→ **Data provided**:
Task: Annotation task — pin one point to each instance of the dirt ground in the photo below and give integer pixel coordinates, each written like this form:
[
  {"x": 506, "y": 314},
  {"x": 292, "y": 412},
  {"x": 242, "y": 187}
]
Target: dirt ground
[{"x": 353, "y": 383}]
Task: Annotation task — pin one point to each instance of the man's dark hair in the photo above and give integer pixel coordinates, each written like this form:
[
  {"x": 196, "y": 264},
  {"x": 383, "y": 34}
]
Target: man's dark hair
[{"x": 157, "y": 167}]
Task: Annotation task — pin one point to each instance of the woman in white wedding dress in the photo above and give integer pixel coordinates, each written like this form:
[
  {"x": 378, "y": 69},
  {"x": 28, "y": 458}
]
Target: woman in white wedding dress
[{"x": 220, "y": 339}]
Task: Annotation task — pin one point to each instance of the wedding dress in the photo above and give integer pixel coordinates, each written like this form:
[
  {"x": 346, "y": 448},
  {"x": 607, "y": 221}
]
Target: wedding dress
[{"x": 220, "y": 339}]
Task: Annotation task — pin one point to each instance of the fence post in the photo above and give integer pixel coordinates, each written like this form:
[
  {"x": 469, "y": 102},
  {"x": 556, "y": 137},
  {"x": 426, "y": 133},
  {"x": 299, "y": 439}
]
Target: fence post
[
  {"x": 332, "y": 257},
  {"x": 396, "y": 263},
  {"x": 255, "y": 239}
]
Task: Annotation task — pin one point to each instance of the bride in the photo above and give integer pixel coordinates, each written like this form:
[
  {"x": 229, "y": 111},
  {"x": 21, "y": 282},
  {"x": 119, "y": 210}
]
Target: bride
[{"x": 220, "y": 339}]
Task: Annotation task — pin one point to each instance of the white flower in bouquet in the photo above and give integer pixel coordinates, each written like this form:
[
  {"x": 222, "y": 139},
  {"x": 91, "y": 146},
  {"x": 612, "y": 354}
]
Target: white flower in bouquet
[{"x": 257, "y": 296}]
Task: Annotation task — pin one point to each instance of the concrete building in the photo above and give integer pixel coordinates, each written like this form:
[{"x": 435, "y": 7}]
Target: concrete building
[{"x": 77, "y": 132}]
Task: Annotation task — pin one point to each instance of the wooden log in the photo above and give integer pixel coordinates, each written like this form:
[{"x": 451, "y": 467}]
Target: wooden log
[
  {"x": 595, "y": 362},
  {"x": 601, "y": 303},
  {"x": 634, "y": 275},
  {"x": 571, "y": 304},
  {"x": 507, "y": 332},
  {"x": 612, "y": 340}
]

→ **Exercise goal**:
Give back the entire listing verbatim.

→ **Solution to this problem**:
Task: Annotation task — pin one point to each instance of the dirt ground in the photo below and give integer pixel coordinates, each written like this form:
[
  {"x": 506, "y": 314},
  {"x": 292, "y": 412},
  {"x": 242, "y": 187}
]
Target: dirt ground
[{"x": 353, "y": 383}]
Task: Annotation task — pin one point to each instance of the man's dark hair in the photo above and give integer pixel coordinates, each written like this form:
[
  {"x": 196, "y": 264},
  {"x": 383, "y": 34}
]
Target: man's dark hair
[{"x": 157, "y": 167}]
Task: Annotation task — pin one point to each instance of the woman in white wedding dress in the photo above and give integer pixel coordinates, each written like this form:
[
  {"x": 378, "y": 69},
  {"x": 28, "y": 458}
]
Target: woman in white wedding dress
[{"x": 220, "y": 339}]
Task: Annotation task — pin one point to each instance of the wedding dress in the photo above and give integer pixel coordinates, each written like this form:
[
  {"x": 346, "y": 448},
  {"x": 607, "y": 221}
]
Target: wedding dress
[{"x": 220, "y": 339}]
Task: Annotation task — pin one point to each instance of the fence post in the photo above and give integer pixel coordinates, each written like this form:
[
  {"x": 469, "y": 102},
  {"x": 556, "y": 137},
  {"x": 426, "y": 133},
  {"x": 299, "y": 439}
]
Target: fence post
[
  {"x": 332, "y": 257},
  {"x": 396, "y": 263},
  {"x": 255, "y": 239}
]
Task: Annotation task — pin one point to each instance of the bride in the photo above and give integer pixel coordinates, each written like this form:
[
  {"x": 229, "y": 111},
  {"x": 21, "y": 282},
  {"x": 119, "y": 210}
]
Target: bride
[{"x": 220, "y": 339}]
Task: Annotation task — pin one point to each instance of the white flower in bouquet in the photo above and give integer pixel coordinates, each written like this form:
[
  {"x": 222, "y": 139},
  {"x": 91, "y": 146},
  {"x": 612, "y": 354}
]
Target: white flower in bouquet
[{"x": 257, "y": 296}]
Task: Annotation task — pin one point to each instance of the concrete building in the photo above and give integer pixel coordinates, each written like this form:
[{"x": 435, "y": 7}]
Target: concrete building
[{"x": 77, "y": 132}]
Task: Annotation task — pin one point to each instance of the wooden log in the photo above and give integer pixel coordinates, each written like this form:
[{"x": 451, "y": 467}]
Target: wooden log
[
  {"x": 595, "y": 362},
  {"x": 601, "y": 303},
  {"x": 634, "y": 275},
  {"x": 571, "y": 304},
  {"x": 507, "y": 332},
  {"x": 612, "y": 340}
]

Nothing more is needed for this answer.